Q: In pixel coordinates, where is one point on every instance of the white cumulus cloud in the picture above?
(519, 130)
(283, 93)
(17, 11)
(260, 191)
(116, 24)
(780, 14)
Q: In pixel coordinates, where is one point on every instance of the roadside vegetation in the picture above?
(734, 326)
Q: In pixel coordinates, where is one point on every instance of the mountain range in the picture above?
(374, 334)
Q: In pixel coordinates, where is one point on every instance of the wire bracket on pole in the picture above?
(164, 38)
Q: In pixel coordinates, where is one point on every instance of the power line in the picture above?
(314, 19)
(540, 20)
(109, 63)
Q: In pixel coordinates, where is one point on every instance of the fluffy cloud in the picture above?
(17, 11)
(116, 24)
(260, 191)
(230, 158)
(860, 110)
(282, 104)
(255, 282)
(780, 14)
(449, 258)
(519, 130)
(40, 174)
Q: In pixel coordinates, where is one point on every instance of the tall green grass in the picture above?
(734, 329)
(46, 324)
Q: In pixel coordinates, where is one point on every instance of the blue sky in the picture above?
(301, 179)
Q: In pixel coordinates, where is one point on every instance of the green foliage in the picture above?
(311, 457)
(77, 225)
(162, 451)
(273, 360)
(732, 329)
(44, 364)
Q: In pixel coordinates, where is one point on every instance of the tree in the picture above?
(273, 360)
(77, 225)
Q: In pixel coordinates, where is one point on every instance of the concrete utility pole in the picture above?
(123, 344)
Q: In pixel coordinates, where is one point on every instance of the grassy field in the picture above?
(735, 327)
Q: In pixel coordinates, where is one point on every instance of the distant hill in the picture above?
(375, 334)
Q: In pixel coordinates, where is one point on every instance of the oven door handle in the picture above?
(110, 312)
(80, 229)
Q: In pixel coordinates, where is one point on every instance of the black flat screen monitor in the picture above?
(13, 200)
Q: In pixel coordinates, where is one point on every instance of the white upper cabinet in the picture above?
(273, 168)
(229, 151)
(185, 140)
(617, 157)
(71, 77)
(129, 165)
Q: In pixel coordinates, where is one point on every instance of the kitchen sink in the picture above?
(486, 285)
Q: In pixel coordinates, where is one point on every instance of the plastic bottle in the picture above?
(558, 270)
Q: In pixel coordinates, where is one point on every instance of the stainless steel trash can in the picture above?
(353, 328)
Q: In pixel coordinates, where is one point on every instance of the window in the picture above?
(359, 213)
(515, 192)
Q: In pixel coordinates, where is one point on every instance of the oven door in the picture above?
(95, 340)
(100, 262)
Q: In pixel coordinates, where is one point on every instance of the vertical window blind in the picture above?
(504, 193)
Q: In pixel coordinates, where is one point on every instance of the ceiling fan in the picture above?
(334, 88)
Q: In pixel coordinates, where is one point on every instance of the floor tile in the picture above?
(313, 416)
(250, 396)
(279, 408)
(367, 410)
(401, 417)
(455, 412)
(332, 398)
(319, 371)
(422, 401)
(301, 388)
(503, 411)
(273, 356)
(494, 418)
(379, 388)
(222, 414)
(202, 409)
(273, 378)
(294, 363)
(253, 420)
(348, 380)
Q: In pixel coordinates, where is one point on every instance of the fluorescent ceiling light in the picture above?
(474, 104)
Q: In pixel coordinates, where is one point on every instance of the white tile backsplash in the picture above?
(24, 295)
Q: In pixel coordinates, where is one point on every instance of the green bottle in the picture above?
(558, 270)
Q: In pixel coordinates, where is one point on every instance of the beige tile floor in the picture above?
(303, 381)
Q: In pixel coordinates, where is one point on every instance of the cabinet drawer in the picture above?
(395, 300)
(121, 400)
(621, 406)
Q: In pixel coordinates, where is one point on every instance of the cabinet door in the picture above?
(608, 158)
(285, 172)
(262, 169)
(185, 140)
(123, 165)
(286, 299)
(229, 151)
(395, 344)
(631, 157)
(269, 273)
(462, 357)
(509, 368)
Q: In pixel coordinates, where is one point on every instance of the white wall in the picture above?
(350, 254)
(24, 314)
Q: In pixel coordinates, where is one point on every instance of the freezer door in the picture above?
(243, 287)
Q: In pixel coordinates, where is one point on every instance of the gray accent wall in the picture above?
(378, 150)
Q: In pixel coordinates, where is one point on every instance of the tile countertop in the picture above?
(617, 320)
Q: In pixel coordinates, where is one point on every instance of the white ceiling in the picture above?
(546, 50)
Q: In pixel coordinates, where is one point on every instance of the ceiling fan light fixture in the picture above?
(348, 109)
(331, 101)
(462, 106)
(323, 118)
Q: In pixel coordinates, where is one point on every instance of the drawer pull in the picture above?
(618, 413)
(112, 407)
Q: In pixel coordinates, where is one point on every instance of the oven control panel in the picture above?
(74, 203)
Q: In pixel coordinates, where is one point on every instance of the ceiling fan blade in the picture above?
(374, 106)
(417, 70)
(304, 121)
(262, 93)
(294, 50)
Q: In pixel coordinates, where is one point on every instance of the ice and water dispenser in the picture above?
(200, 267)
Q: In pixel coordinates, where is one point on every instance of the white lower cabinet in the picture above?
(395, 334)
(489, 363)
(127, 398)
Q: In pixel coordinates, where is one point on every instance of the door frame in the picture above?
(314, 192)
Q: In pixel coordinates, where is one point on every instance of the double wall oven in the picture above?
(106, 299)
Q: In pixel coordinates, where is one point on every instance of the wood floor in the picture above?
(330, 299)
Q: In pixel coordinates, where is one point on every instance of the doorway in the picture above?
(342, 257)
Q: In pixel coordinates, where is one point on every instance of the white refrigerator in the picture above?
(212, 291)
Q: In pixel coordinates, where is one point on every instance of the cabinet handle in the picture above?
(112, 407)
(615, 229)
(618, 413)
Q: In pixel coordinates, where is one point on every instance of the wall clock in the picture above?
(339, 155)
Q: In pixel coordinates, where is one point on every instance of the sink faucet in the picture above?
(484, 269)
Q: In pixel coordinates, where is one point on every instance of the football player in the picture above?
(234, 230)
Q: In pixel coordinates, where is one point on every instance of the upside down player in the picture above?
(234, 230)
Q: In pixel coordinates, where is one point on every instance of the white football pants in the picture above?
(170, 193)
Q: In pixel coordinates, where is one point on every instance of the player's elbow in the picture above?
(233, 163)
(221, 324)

###

◆ TASK TO CARRY OUT
Transcribe word for word the lines from the one holding "cabinet handle in the picture above?" to the last line of the listing above, inclusive.

◆ TASK ANSWER
Q: In pixel coordinates, where is one point on every instance of the cabinet handle in the picture above?
(112, 407)
(615, 229)
(618, 413)
Q: In pixel coordinates, where is one point on every instance of the wall clock in the picture above?
(339, 155)
Q: In pixel coordinates, where is one point on every instance of the sink faucet in the picture above?
(484, 269)
Q: In pixel coordinates, where is one point on every instance of the football player in the picture above?
(234, 230)
Q: In pixel coordinates, where is one point on every instance of the upside down player in the picture above?
(234, 230)
Q: In pixel coordinates, where is one point on every instance of the white football pants in the picture above?
(170, 193)
Q: In pixel coordinates, where is one point on every instance of the player's elbow in the picture above?
(233, 163)
(221, 324)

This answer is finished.